SET PROBLEM A: Select every line of the entries that contains the word "standing", and copy each such line. Case counts.

SOURCE DOCUMENT:
--------------------------------

He has also reduced the fund’s exposure to common stock, which now accounts for 20% of the portfolio, compared with 28% a few months ago. The stocks he continues to hold are almost all brand-name companies that pay rich dividends. High-dividend stocks have been a go-to asset for investors seeking income for the past several years. That has Fredericks a little concerned about whether dividend-paying stocks might be over-bought as a group. He’s trying to mitigate that risk by looking for companies that have both the cash flow and the commitment to keep the dividends high and to hike them consistently year after year.

Fredericks says that the money the fund has pulled out of stocks and high-yield bonds has been reinvested in two places -- floating-rate bank loans and short-term investment-grade bonds. Bank loans present some default risk but help protect the portfolio from the potential ravages of inflation because the interest rates on the loans rise with lending rates. Floating-rate bank loans now account for 10% of assets, versus 5% three months ago.

--------------------------------

DATA SECTION:

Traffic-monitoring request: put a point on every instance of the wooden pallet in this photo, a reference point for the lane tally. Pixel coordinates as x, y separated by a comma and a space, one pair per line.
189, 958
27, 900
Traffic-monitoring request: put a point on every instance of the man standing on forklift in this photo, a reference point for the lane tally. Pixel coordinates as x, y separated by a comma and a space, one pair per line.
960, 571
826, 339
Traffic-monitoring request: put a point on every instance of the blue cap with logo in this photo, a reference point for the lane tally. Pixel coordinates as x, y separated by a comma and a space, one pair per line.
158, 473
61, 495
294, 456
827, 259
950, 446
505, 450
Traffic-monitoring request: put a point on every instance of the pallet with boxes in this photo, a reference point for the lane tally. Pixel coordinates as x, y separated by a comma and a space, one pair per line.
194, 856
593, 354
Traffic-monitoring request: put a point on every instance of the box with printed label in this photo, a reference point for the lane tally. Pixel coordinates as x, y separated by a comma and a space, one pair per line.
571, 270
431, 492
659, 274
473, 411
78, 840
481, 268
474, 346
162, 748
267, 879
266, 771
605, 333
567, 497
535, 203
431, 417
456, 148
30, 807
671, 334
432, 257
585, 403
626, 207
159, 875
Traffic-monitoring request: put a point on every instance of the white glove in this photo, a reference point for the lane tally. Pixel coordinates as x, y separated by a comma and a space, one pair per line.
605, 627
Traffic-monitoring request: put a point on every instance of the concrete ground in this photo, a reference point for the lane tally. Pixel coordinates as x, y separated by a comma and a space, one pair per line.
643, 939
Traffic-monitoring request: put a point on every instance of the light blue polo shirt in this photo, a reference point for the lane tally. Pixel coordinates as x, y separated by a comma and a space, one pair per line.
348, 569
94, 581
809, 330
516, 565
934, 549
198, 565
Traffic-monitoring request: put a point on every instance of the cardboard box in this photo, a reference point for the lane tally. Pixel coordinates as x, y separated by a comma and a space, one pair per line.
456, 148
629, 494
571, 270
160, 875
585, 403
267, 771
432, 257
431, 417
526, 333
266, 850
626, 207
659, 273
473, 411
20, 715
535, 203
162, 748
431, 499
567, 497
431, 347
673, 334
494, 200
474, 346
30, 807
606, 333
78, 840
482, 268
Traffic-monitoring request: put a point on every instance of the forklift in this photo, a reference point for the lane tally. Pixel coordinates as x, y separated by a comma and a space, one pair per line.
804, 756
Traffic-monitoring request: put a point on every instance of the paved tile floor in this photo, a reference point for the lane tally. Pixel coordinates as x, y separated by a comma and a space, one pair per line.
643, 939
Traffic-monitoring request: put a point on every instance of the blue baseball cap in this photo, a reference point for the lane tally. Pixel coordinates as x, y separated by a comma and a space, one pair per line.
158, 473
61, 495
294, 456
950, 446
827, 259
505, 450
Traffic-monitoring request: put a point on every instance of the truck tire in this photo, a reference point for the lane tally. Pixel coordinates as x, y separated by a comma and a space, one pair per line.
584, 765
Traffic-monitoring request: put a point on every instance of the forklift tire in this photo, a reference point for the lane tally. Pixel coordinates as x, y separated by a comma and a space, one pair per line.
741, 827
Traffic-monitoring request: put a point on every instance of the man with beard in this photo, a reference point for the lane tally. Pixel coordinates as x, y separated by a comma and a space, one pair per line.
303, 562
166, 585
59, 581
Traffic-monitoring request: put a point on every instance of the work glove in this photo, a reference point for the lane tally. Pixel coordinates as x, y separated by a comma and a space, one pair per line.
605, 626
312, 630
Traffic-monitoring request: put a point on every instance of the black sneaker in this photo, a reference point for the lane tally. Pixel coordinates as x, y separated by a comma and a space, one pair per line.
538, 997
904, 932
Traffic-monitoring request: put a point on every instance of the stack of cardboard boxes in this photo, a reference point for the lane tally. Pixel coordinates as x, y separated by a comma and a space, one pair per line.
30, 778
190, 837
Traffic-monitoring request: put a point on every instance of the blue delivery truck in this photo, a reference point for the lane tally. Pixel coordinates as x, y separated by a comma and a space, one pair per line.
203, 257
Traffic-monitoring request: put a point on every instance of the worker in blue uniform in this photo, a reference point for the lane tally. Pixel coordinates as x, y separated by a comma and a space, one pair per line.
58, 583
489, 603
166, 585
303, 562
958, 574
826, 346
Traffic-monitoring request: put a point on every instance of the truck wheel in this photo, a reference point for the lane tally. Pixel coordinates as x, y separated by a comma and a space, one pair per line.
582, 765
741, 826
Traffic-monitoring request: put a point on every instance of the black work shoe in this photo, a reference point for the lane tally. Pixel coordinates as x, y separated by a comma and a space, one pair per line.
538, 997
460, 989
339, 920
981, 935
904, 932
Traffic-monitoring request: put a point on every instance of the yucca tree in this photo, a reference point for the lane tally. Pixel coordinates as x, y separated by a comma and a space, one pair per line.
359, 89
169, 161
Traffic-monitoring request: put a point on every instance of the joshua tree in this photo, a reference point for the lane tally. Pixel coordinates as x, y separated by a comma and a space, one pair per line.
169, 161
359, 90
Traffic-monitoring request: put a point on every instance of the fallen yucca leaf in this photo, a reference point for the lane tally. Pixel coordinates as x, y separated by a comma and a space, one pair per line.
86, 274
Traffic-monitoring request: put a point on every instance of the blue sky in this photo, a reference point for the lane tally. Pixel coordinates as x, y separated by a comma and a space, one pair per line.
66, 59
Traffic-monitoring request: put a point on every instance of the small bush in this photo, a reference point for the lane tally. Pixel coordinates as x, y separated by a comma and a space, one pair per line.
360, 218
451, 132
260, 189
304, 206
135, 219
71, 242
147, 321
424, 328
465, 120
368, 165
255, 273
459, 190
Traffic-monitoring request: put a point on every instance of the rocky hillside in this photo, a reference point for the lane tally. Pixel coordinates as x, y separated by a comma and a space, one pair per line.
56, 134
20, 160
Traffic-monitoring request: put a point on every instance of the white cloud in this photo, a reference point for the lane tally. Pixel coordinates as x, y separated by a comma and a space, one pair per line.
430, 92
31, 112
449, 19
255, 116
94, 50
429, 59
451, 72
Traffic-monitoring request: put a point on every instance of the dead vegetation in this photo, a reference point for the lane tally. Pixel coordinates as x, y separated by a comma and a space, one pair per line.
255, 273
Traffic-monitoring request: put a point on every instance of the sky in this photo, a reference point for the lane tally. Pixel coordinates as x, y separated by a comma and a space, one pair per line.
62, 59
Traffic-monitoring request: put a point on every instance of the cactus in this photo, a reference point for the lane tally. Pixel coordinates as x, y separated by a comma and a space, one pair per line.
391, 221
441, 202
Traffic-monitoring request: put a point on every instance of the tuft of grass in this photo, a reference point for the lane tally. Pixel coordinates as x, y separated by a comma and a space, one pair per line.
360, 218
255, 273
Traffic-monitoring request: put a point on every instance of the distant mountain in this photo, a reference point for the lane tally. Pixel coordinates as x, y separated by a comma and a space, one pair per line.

--------------------------------

SET PROBLEM B:
Answer these questions from the fund passage:
(i) What percentage of the portfolio does common stock now account for?
(ii) Into which two places has the money pulled out of stocks and high-yield bonds been reinvested?
(iii) What share of assets did floating-rate bank loans account for three months ago?

ANSWER A:
Traffic-monitoring request: put a point on every instance of the man standing on forklift in this photo, a reference point for the lane tally. Pixel coordinates as x, y separated by a comma and a space, one pair per line.

ANSWER B:
(i) 20%
(ii) Floating-rate bank loans and short-term investment-grade bonds
(iii) 5%